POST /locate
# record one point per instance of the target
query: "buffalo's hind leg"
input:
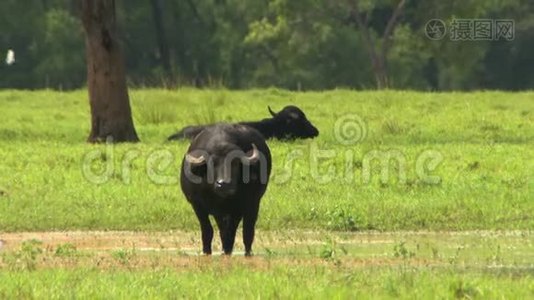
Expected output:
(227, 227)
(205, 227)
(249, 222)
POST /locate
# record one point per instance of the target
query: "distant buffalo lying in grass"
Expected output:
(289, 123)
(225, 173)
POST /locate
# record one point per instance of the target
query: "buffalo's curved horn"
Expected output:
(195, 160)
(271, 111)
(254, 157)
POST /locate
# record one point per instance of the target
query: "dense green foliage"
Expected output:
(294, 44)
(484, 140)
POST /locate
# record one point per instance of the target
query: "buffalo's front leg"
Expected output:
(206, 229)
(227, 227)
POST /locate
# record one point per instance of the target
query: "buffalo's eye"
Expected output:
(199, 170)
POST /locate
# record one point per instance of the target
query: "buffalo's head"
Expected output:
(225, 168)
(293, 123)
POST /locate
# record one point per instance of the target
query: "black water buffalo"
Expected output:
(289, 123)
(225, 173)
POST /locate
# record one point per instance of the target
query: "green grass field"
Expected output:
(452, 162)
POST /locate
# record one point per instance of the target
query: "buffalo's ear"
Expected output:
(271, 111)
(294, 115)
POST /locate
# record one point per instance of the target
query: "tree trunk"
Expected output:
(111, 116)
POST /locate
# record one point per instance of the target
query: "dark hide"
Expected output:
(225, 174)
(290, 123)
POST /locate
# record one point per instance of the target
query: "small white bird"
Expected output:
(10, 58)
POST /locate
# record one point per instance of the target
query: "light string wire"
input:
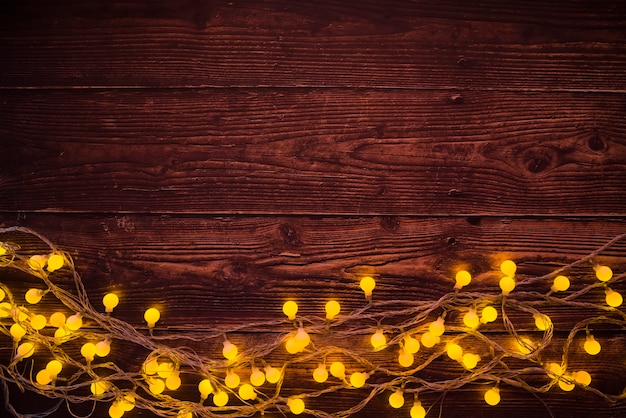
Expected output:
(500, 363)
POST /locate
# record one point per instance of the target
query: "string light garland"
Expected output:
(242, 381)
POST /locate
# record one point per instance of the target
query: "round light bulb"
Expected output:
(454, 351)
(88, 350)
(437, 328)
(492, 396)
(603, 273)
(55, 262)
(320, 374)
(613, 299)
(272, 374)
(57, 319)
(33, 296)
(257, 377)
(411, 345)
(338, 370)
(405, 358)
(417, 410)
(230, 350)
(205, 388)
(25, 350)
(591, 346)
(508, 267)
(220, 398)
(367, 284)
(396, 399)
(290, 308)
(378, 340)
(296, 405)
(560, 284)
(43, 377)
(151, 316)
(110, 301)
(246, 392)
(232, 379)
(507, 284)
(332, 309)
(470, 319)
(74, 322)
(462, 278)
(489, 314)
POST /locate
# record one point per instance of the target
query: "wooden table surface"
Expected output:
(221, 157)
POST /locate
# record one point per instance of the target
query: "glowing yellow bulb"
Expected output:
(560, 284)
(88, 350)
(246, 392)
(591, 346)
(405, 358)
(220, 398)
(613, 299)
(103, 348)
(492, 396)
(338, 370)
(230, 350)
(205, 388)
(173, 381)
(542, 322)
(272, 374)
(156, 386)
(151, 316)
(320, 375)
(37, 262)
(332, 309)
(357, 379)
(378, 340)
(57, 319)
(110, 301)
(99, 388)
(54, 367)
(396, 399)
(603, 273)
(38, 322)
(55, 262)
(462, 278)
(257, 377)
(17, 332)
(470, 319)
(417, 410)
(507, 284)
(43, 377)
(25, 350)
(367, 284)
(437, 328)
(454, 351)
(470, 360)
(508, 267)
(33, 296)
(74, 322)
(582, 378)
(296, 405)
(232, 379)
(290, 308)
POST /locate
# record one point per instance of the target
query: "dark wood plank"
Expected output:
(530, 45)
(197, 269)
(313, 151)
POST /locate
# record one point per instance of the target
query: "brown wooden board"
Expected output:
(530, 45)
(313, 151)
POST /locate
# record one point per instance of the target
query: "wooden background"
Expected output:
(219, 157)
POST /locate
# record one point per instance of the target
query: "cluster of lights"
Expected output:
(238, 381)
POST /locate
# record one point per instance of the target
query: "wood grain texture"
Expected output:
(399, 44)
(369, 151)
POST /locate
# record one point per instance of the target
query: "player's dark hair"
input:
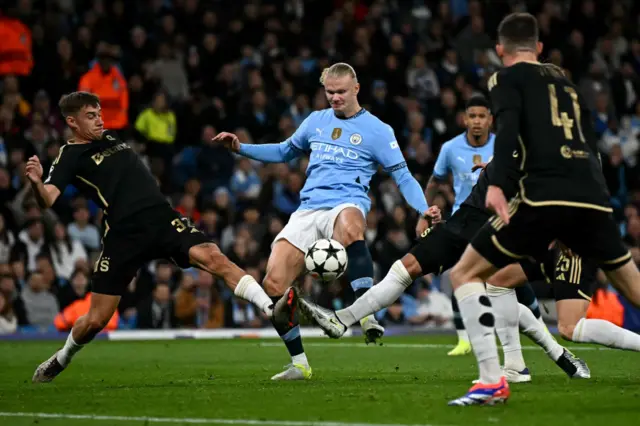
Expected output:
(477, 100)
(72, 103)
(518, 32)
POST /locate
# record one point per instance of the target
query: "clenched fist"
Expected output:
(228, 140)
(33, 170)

Given problem — Return the material exactly as given, apart from the pictures.

Final answer —
POST /locate
# record one point per instance of the target
query: "buffalo's hind leg"
input:
Expected output:
(227, 227)
(205, 227)
(249, 222)
POST /locate
# record one point per instance of the target
query: "distant buffalo lying in grass"
Expected output:
(289, 123)
(225, 173)
POST /locate
# record one point per instance of the target
query: "buffalo's curved horn"
Expected output:
(195, 160)
(271, 111)
(254, 157)
POST /locate
# record one point per instance of the target
query: "dense green foliage"
Expected output:
(294, 44)
(484, 140)
POST /locate
# record one point per instance of the target
query: "buffalo's front leg"
Expected output:
(206, 229)
(227, 227)
POST /locate
# record one point per instance of the target
query: "buffalo's eye"
Expected output:
(199, 170)
POST /locate
# record one point per instance of the target
query: "buffalo's head"
Expected output:
(225, 168)
(293, 123)
POST /locate
# record one point per instance of the target
query: "black water buffalo"
Expected output:
(289, 123)
(225, 173)
POST /locate
# record one point per instance of the target
query: "green grass field"
Expected output:
(452, 162)
POST /locate
# record one point per instance of the target
query: "buffalo's ear"
Expected output:
(271, 111)
(294, 115)
POST /locate
# record one point per instance of the target
query: "tree trunk"
Expected output:
(111, 116)
POST /locate
# record one point per instance of the target
query: "dark hide"
Expected output:
(225, 174)
(290, 123)
POST /locate
# record one point per instance of the target
query: "small white bird"
Expected output:
(10, 58)
POST /locate
# record one point per instance of the target
query: "light string wire"
input:
Expected output:
(500, 363)
POST /locate
# record one point per instance of the target
query: "string light garland"
Expected output:
(242, 381)
POST /locate
# record one point per instance of the target
query: "round light bulb"
Expected output:
(454, 351)
(88, 350)
(437, 328)
(492, 396)
(603, 273)
(55, 262)
(320, 374)
(613, 299)
(272, 374)
(57, 319)
(33, 296)
(257, 377)
(411, 345)
(338, 370)
(405, 358)
(417, 410)
(230, 350)
(205, 388)
(25, 350)
(591, 346)
(508, 267)
(220, 398)
(367, 284)
(396, 399)
(290, 308)
(378, 340)
(296, 405)
(560, 284)
(43, 377)
(151, 316)
(110, 301)
(246, 392)
(232, 379)
(507, 284)
(332, 309)
(470, 319)
(74, 322)
(462, 278)
(489, 314)
POST /locate
# record one point per instance of the target
query: "wooden table surface"
Expected output:
(221, 157)
POST /locate
# record one point per instance of the target
query: "glowing yellow bulb"
Expected output:
(560, 284)
(88, 350)
(246, 392)
(591, 346)
(405, 358)
(220, 398)
(613, 299)
(103, 348)
(492, 396)
(338, 370)
(230, 350)
(205, 388)
(173, 381)
(542, 322)
(272, 374)
(156, 386)
(151, 316)
(320, 375)
(37, 262)
(332, 309)
(357, 379)
(378, 340)
(57, 319)
(110, 301)
(99, 388)
(54, 367)
(396, 399)
(603, 273)
(38, 322)
(55, 262)
(462, 278)
(257, 377)
(17, 332)
(470, 319)
(417, 410)
(507, 284)
(43, 377)
(25, 350)
(367, 284)
(437, 328)
(454, 351)
(470, 360)
(508, 267)
(33, 296)
(74, 322)
(582, 378)
(296, 405)
(232, 379)
(290, 308)
POST /locate
# record one point per instance of the target
query: "dark wood plank"
Expected output:
(530, 45)
(197, 269)
(313, 151)
POST /locate
# record one point per instance of the target
query: "brown wooden board"
Expected output:
(530, 45)
(313, 151)
POST /locate
# record one point per instance of the target
query: "wooden background"
Expected output:
(219, 157)
POST /locate
# record one point per instance of the target
query: "cluster of lights"
Expected output:
(238, 381)
POST /locate
# record one point per instance of the target
query: "wood grain texture"
Expected output:
(399, 44)
(369, 151)
POST /locate
# record one point per instance of the target
query: "player's dark hair"
input:
Expected output:
(477, 100)
(72, 103)
(518, 32)
POST /locate
# record one point per instance of the target
query: "clenched fist"
Expected output:
(228, 140)
(33, 170)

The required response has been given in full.